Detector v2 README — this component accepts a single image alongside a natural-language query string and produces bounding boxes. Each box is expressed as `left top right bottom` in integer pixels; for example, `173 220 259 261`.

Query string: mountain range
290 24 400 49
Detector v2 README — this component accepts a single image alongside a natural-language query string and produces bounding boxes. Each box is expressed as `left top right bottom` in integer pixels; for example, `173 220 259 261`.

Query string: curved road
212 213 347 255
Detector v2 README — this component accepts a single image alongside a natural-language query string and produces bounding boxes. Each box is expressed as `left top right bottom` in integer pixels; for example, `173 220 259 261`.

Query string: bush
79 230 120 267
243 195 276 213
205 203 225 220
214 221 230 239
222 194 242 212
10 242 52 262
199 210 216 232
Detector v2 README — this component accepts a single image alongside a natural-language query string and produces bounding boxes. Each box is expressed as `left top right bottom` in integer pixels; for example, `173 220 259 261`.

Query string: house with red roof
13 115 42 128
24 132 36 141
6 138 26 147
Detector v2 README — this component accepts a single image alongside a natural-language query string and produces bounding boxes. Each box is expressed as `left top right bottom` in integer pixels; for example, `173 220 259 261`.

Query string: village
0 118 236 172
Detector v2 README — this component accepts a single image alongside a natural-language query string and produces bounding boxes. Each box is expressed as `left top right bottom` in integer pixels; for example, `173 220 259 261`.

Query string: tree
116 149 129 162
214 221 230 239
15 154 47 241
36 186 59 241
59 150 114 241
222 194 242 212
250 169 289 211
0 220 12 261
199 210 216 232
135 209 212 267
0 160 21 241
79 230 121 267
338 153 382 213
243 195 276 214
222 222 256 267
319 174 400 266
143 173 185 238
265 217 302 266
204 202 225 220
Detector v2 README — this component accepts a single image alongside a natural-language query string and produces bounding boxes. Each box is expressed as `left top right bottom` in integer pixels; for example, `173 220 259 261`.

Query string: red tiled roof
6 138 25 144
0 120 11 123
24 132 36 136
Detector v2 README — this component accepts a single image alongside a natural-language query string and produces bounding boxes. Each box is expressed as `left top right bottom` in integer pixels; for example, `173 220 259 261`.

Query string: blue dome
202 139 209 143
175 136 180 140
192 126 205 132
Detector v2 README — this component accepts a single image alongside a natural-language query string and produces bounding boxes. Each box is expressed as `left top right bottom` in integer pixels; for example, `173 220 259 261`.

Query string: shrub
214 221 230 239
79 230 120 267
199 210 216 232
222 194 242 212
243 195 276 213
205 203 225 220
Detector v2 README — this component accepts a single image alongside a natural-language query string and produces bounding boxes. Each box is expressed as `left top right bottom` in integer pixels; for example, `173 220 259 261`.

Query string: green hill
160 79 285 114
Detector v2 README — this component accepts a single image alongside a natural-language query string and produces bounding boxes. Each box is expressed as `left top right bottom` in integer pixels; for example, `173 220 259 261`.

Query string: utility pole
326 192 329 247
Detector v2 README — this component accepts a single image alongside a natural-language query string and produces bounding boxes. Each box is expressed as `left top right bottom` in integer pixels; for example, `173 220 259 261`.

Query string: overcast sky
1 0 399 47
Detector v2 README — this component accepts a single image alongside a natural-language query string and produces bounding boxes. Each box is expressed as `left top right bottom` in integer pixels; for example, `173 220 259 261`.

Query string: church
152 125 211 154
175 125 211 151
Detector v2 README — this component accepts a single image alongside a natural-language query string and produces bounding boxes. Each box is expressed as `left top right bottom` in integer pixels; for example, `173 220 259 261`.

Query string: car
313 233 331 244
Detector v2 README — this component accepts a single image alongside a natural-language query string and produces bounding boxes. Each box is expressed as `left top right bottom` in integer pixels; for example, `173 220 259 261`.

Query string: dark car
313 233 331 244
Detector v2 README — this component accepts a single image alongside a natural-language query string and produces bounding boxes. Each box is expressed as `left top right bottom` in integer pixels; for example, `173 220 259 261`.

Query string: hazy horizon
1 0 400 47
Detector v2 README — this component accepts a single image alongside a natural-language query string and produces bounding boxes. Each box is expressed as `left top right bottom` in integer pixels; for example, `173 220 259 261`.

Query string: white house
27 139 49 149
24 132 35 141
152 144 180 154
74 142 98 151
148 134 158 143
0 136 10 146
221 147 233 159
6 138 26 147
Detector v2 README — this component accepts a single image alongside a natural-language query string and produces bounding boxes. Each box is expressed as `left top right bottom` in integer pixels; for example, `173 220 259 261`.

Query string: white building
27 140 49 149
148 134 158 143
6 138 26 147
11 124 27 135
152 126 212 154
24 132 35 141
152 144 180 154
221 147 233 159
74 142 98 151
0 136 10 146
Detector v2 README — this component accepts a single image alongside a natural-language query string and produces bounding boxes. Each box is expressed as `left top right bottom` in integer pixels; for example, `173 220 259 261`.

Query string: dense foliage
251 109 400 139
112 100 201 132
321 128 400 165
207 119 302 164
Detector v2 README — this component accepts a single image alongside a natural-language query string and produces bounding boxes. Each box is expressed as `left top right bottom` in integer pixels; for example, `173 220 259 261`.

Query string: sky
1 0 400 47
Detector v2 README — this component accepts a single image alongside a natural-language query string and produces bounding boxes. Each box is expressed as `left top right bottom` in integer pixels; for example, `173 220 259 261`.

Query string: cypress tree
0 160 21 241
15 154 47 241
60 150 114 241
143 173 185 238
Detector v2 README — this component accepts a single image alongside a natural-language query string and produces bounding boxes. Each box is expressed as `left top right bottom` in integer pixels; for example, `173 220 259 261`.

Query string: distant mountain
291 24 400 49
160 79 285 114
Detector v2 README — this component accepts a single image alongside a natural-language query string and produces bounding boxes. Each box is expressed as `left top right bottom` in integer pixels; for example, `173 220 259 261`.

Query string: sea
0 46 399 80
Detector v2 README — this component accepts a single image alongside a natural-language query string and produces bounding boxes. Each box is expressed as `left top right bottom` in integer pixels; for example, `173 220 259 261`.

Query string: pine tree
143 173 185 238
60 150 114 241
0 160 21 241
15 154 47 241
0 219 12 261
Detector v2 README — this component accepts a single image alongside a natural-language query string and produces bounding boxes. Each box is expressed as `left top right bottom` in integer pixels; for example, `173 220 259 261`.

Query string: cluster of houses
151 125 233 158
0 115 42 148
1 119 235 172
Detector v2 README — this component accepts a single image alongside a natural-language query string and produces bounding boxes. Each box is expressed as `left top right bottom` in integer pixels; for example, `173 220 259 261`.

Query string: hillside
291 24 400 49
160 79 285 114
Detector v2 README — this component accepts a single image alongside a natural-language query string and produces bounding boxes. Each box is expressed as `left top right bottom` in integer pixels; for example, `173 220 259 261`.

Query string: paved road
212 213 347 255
━━━━━━━━━━━━━━━━
• _REQUIRED WORK_:
Please retype all of the lines above exactly as they stand.

• _PROBLEM SOLUTION_:
Detector v2 README — this component accepts a single image alongside a natural-language query string and produces bounding boxes. Each box is expressed as `left top right bottom` in integer pixels; for example, `173 220 259 261`.

Query string: mountain range
290 24 400 49
Detector v2 README — this component accepts a single image alongside a natural-language query string and produces bounding boxes. Each box is expressed as `left top right bottom` in integer pixels; for example, `173 220 259 261`.

Query string: curved road
212 213 347 255
Detector v2 README — this component accepts a single image alongside a natural-language query string and produces bounding boxes. Each box is expressed as `left top right bottom` in integer pixels; for example, `173 220 259 261`.

Query string: bush
79 230 120 267
243 195 276 213
205 203 225 220
214 221 230 239
222 194 242 212
10 242 52 262
199 210 216 232
Detector v2 README — this component accepts a single image alongside a natural-language query string and produces bounding boxes. Each box is expressed as `left top right bottom` in integer pixels; for example, `173 220 259 261`.

Query string: house with red roof
13 115 42 128
24 132 36 141
6 138 26 147
Detector v2 README — this component accepts a single image alongside a natural-language query string and produces bounding boxes. Each box is expressed as `left top right bottom` in integer pixels; for example, `173 220 259 261`.

Query string: village
0 118 236 172
Detector v2 README — this component accepts a single image alongside a natural-language query string and produces bounding boxes. Each box is expressed as `left top right bottom` in integer pixels; for example, `173 220 259 261`.

Query string: tree
116 149 129 162
214 221 230 239
15 154 47 241
36 186 59 241
59 150 114 241
222 194 242 212
250 169 289 211
0 220 12 261
199 210 216 232
135 209 212 267
0 160 21 241
79 230 121 267
338 153 382 213
243 195 276 214
222 222 256 267
319 174 400 266
143 173 185 238
265 217 302 266
204 202 225 220
Detector v2 README — this component accepts a single image alongside a natural-language query string and produces bounding boxes. Each box is expressed as `left top right bottom` in integer pixels; for example, `173 220 259 261`.

Query string: red tiled roof
6 138 25 144
0 120 11 123
24 132 36 136
Detector v2 README — this component accepts a single image alongside a natural-language query string and produces bounding boxes. Each box is expressed as `left top right bottom` in integer pixels; for example, `173 220 259 261`.

Query string: blue dome
202 139 209 143
175 136 180 140
192 126 205 132
Detector v2 README — this component accepts a single image alongside a natural-language query string and produces bounding boxes. Each box is expressed as `left top right bottom` in integer pixels; for example, `173 220 259 261`.

Query string: shrub
214 221 230 239
79 230 120 267
199 210 216 232
222 194 242 212
243 195 276 213
205 203 225 220
Detector v2 README — this component accepts a single image alongside a natural-language query string and produces bounding boxes. Each box is expressed as `left top right bottom` in integer pixels; for example, `173 220 259 261`.

Query string: green hill
160 79 285 114
Detector v2 README — this component accepts a single image alongside a natural-language query string and produces bounding boxes. Each box is expressed as `left top right bottom` in integer pixels; for example, `173 220 259 261`.

Query string: utility pole
326 192 329 247
Detector v2 README — this component accepts a single image alongside a natural-language query string and produces bounding boxes. Each box is expressed as `left top right bottom` in integer pixels; for example, `173 220 259 261`.

Query string: overcast sky
1 0 399 47
Detector v2 README — this component accepts a single image alongside a natural-language query string and produces bounding boxes. Each box is expressed as `left top right bottom` in integer pixels; for example, `173 220 259 261`.

Query string: church
152 125 211 154
175 125 211 151
Detector v2 README — this component accepts a single image alongside a natural-language query string and produces bounding boxes. Each box is expressed as `left top right bottom` in integer pixels; for example, `173 220 259 261`.

Query string: car
313 233 331 244
Detector v2 README — this component accepts a single image alongside a natural-language query string and produces bounding boxes. Each box is expressed as `left top right bottom` in integer pixels; for example, `173 220 259 261`.

Query string: dark car
313 233 331 244
Detector v2 README — this component accepts a single image alongside a natural-language query string and produces bounding boxes. Each box is expressed as `left top right bottom` in integer pixels; for example, `173 220 259 261`.

Query string: hazy horizon
1 0 400 47
Detector v2 README — this component accepts a single image alongside a natural-language query string and produces bounding boxes. Each box is expressed as `left top right bottom` in integer pixels; for example, `173 220 259 261`.

Query string: white house
27 139 49 149
24 132 35 141
152 144 180 154
74 142 98 151
148 134 158 143
0 136 10 146
221 147 233 159
6 138 26 147
Detector v2 README — this component accepts a single image alongside a natural-language query string and produces bounding boxes. Each box is expressed as `left top right bottom` in integer pixels; for example, `173 220 259 261`.

Query string: white building
27 140 49 149
148 134 158 143
6 138 26 147
11 124 27 135
152 126 212 154
24 132 35 141
152 144 180 154
221 147 233 159
74 142 98 151
0 136 10 146
Detector v2 README — this component accepts a single image alongside a natural-language query string and produces bounding boxes. Each box is expressed as `left top right bottom` in integer pixels; for example, `173 220 259 261`.

Query string: dense foliage
251 109 400 139
112 100 201 132
321 128 400 165
207 119 302 164
Detector v2 README — this component accepts a single image alongside a natural-language query string and produces bounding boxes. Each box is expressed as `left top right bottom` in integer pixels; for example, `173 220 259 261`.

Query string: sky
1 0 400 47
Detector v2 README — this component accepts a single image alongside a natural-language query string and produces bounding boxes. Each box is expressed as `left top right bottom` in integer pixels; for example, `173 220 259 261`.

Query string: cypress tree
0 160 21 241
15 154 47 241
60 150 114 241
143 173 185 238
Detector v2 README — this component accepts a single image alongside a natural-language query string and produces bounding boxes. Each box is expressed as `left top right bottom` in integer pixels; for example, `173 220 259 261`.

Query string: distant mountain
291 24 400 49
160 79 285 114
Detector v2 README — this component accepts a single image alongside a natural-language query string and produces bounding boxes. Each box is expressed as `left top right bottom` in integer pixels; for example, `173 220 259 261`.

Query string: sea
0 46 399 80
Detector v2 README — this component accepts a single image alongside a natural-language query string and produces bounding boxes. Each box is expressed as `left top right bottom` in integer pixels; for example, `173 220 259 261`.

Query string: pine tree
143 173 185 238
60 150 114 241
0 160 21 241
15 154 47 241
0 219 12 261
Detector v2 README — this component accepts a single image alongside a natural-language query string and produces bounding boxes. Each box is expressed as `left top right bottom` in integer pixels; for example, `173 220 259 261`.

Query string: cluster of houses
151 125 233 158
0 115 42 148
1 119 235 172
Detector v2 README — this component accepts a single image alongside a natural-language query string and produces bounding boxes. Each box is expressed as `left top right bottom` in integer pixels; for example, `173 220 259 261`.

Query string: hillside
291 24 400 49
160 79 285 114
Detector v2 README — this component accepts a single image alongside a natural-language query string and produces bounding boxes. Each box is expressed as `left top right bottom` in integer pixels; for example, `173 220 259 261`.

Query string: paved road
212 213 347 255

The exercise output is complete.